EXERCISE AIM: Look below for the line with "Could you kindly point to the car". Extract that line and each one after it through the last, word for word.

SUPPLIED INFORMATION:
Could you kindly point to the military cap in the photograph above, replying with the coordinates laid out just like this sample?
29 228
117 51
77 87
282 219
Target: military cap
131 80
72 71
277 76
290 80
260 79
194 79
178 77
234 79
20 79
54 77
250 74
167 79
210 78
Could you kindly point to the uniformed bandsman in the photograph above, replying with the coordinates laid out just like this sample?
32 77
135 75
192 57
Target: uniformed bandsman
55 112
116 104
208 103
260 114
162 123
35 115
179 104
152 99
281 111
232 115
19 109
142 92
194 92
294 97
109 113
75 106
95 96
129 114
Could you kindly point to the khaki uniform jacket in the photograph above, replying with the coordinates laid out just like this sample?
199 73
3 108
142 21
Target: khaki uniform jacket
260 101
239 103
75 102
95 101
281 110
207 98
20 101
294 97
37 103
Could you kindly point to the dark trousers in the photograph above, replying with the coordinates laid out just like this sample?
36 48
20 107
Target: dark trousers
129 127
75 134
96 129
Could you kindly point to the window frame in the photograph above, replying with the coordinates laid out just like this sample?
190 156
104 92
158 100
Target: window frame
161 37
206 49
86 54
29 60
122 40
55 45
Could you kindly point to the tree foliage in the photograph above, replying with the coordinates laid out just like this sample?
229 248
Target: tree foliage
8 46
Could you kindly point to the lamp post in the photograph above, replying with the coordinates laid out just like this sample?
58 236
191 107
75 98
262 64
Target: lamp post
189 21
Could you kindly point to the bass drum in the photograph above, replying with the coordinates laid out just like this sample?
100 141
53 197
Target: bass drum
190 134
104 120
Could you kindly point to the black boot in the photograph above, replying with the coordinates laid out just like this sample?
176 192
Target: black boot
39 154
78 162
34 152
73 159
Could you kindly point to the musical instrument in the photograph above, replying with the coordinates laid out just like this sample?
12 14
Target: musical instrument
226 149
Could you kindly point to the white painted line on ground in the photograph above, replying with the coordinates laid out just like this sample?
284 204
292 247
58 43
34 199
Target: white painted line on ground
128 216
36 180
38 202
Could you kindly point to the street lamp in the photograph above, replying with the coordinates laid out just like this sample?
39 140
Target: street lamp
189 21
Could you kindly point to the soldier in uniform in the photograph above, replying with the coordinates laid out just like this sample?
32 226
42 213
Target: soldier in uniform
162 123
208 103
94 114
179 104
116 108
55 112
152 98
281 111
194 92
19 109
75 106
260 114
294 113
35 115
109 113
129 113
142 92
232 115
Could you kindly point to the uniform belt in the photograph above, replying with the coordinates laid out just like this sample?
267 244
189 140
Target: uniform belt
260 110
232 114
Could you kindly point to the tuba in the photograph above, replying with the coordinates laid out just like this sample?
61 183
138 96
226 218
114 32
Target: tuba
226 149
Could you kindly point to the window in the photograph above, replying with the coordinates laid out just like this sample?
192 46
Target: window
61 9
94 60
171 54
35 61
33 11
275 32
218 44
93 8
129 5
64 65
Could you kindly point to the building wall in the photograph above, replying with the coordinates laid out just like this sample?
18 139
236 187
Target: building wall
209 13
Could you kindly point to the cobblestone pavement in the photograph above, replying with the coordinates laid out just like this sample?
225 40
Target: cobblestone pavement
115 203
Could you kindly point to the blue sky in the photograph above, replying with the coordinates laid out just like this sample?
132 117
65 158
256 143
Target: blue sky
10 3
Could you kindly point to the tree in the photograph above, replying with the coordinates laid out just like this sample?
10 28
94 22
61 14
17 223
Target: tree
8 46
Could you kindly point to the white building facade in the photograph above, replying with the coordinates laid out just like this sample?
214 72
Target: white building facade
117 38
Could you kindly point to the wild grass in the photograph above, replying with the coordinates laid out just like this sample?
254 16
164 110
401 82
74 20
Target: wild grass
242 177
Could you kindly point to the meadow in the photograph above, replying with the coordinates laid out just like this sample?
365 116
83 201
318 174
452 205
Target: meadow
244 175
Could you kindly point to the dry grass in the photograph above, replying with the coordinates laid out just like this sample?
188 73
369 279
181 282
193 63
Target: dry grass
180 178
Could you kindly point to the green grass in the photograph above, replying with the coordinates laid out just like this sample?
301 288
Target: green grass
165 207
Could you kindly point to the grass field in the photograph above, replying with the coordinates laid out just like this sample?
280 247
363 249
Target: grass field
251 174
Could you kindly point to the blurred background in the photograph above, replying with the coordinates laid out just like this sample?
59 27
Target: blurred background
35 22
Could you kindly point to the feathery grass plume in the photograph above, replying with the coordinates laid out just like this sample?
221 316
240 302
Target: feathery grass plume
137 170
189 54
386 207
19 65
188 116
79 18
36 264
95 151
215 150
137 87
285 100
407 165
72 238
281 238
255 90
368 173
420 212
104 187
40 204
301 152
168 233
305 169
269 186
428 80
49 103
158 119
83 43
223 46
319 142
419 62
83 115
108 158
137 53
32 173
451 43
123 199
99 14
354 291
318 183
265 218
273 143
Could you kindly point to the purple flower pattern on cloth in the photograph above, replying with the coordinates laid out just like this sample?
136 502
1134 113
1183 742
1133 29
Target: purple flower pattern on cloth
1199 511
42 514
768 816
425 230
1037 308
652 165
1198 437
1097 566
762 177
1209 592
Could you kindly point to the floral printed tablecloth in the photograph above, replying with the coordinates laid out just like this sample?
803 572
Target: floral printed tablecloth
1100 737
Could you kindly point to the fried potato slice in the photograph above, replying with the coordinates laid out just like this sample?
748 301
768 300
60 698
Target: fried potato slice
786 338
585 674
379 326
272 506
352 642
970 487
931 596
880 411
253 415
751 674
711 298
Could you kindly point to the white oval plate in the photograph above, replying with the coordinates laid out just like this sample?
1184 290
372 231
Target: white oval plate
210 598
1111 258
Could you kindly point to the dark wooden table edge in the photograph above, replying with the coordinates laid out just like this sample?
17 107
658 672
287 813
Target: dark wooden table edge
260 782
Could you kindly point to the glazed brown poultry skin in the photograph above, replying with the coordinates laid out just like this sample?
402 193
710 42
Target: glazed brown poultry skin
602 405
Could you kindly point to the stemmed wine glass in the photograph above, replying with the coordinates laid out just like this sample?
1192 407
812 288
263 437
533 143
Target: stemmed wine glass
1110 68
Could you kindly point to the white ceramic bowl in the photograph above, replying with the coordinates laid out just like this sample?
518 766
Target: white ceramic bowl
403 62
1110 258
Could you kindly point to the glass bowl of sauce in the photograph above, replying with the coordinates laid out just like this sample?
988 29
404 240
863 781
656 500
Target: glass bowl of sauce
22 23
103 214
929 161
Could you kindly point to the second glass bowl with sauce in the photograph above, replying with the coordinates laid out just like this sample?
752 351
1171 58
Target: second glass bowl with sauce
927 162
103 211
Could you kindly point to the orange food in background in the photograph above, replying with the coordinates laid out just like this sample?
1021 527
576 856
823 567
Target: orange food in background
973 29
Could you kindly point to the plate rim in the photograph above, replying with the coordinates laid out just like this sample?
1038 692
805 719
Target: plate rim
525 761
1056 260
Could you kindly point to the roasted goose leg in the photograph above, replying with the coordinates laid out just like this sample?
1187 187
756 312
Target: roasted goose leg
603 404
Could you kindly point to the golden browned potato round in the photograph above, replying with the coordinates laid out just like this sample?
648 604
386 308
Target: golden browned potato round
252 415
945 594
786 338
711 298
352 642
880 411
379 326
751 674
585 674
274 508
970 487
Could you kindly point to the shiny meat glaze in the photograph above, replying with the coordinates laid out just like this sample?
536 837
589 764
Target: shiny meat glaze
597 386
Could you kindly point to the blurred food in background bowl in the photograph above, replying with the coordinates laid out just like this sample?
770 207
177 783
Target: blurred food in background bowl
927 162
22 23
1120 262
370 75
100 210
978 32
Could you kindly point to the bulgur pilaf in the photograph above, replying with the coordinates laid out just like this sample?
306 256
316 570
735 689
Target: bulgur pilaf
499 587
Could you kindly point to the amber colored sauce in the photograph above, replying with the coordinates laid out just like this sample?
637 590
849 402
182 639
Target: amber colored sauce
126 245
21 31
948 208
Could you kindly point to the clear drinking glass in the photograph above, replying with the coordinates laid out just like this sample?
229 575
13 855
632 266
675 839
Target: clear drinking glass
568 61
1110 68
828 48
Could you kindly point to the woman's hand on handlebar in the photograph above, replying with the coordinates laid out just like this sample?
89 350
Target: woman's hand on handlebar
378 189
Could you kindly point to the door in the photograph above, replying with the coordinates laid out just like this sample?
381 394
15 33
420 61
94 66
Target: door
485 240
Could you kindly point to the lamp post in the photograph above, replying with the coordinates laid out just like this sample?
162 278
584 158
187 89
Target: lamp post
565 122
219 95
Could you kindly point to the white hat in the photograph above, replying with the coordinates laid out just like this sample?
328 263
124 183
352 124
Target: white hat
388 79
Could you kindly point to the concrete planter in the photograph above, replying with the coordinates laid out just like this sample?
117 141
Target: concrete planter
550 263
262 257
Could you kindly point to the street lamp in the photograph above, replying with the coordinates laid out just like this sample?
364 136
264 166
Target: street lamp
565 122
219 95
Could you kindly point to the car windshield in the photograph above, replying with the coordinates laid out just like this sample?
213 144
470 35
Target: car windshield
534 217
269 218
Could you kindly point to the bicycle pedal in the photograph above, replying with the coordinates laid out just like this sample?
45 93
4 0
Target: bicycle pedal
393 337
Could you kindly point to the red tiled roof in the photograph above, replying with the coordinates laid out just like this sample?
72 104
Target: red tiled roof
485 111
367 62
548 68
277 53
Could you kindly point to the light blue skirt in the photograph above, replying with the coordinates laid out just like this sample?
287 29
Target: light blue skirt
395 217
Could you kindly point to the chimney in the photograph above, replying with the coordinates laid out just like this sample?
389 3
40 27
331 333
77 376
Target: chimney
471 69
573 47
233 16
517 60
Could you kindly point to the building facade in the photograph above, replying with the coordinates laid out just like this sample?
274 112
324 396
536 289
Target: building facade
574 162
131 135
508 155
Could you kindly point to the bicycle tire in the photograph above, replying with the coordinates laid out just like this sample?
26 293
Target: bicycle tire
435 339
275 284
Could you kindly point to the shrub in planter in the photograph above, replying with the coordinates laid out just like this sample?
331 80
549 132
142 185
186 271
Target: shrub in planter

WRITTEN RESPONSE:
Could you kindly point to the car windshield in the photograph above, replying with the coordinates laid out just like this sample?
213 144
470 35
Target: car windshield
534 217
269 218
Could you kindly point to the bicycle pedal in the photograph above, replying with the coordinates laid out just like this sample?
45 93
4 0
Target: bicycle pedal
393 337
Could you kindly point to the red tiled roof in the photograph above, replying with the coordinates laid out just like this sample?
72 104
Target: red tiled roof
485 111
367 62
548 68
277 53
Could you kindly point to the light blue skirt in the photograph above, replying with the coordinates laid out just like this sample?
287 29
Target: light blue skirt
395 217
Could you kindly point to the chimney in the photograph above, replying with the coordinates laid out just like this sample?
389 3
40 27
331 333
77 376
Target: chimney
471 69
573 47
233 16
517 60
Could you kindly point to the building facade in the photograph above, replying with the coordinates laid out just like this sample?
274 112
324 396
536 289
Target: building facade
574 162
131 135
508 155
Could you kindly point to the bicycle tire in the photograph above, replying with the coordinates laid out just like this sample?
26 293
Target: bicycle tire
435 339
275 284
Could you kindly point to the shrub in planter in the photograph above, replying with the coordinates laid out just like this sample?
331 80
549 132
142 185
186 271
Target: shrub in planter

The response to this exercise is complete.